What to work on> Set down the whole listing verbatim.

Extracted records>
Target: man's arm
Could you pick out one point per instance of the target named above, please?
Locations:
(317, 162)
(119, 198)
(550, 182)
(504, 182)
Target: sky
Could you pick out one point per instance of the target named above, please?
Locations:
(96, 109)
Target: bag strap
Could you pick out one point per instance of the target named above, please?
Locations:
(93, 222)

Completed task>
Target: man's arm
Could you pick out one point per instance of the target named above, please?
Locations:
(317, 162)
(119, 198)
(550, 182)
(504, 182)
Target: sky
Could you pick out one point per instance of the target named above, please?
Locations:
(96, 109)
Target: bag strap
Could you pick out one point per instance of the target named above, please?
Locations:
(93, 222)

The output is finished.